» DATA RECORDS
◆ ◆ ◆
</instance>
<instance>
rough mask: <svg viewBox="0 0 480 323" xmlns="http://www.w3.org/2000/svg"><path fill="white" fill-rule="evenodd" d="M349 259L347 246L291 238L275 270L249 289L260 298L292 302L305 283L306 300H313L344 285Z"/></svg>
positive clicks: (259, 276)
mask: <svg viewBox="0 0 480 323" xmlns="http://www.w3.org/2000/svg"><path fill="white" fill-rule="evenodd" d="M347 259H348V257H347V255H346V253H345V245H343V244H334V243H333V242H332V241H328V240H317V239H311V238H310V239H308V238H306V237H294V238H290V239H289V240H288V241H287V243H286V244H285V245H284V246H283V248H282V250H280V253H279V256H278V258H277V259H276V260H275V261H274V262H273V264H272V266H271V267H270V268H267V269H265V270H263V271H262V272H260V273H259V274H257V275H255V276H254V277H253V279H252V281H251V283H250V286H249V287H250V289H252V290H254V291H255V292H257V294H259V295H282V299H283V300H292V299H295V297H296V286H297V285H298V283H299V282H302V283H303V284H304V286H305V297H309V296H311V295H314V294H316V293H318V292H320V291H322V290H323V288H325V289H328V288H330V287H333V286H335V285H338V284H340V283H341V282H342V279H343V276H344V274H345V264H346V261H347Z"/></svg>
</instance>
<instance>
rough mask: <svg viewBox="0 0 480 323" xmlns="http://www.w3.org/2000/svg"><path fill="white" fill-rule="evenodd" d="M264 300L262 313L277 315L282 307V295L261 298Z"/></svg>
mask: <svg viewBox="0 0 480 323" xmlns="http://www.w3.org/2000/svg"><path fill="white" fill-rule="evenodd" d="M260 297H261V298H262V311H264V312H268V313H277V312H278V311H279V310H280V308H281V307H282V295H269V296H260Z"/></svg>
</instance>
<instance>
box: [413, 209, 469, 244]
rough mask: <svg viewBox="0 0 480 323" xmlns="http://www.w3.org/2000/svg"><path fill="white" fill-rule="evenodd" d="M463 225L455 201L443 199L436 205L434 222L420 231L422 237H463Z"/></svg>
◆ ◆ ◆
Give these rows again with "rough mask" replaced by "coarse mask" everywhere it appears. Leave everything else unchanged.

» RESPONSE
</instance>
<instance>
coarse mask: <svg viewBox="0 0 480 323" xmlns="http://www.w3.org/2000/svg"><path fill="white" fill-rule="evenodd" d="M349 259L347 246L291 238L275 270L249 289L260 298L292 302L305 283L306 300H313L344 285Z"/></svg>
positive clicks: (259, 276)
mask: <svg viewBox="0 0 480 323" xmlns="http://www.w3.org/2000/svg"><path fill="white" fill-rule="evenodd" d="M347 259H348V257H347V255H346V253H345V245H343V244H334V243H333V242H332V241H328V240H317V239H311V238H310V239H308V238H306V237H294V238H290V239H289V240H288V241H287V243H286V244H285V245H284V246H283V248H282V250H280V253H279V256H278V258H277V259H276V260H275V261H274V262H273V264H272V266H271V267H270V268H267V269H265V270H263V271H262V272H260V273H259V274H257V275H255V276H254V277H253V279H252V281H251V283H250V286H249V287H250V289H252V290H254V291H255V292H257V294H259V295H282V299H283V300H292V299H295V297H296V286H297V285H298V283H299V282H302V283H303V284H304V286H305V297H309V296H311V295H314V294H316V293H318V292H320V291H322V290H323V288H325V289H328V288H330V287H333V286H335V285H338V284H340V283H341V282H342V279H343V276H344V274H345V264H346V261H347Z"/></svg>
</instance>
<instance>
coarse mask: <svg viewBox="0 0 480 323" xmlns="http://www.w3.org/2000/svg"><path fill="white" fill-rule="evenodd" d="M264 300L262 313L277 315L282 307V295L261 298Z"/></svg>
mask: <svg viewBox="0 0 480 323" xmlns="http://www.w3.org/2000/svg"><path fill="white" fill-rule="evenodd" d="M260 297H261V298H262V311H264V312H268V313H277V312H278V311H279V310H280V308H281V307H282V295H269V296H260Z"/></svg>
</instance>
<instance>
box: [413, 209, 469, 244]
coarse mask: <svg viewBox="0 0 480 323" xmlns="http://www.w3.org/2000/svg"><path fill="white" fill-rule="evenodd" d="M463 225L455 201L443 199L436 205L434 222L420 231L422 237H463Z"/></svg>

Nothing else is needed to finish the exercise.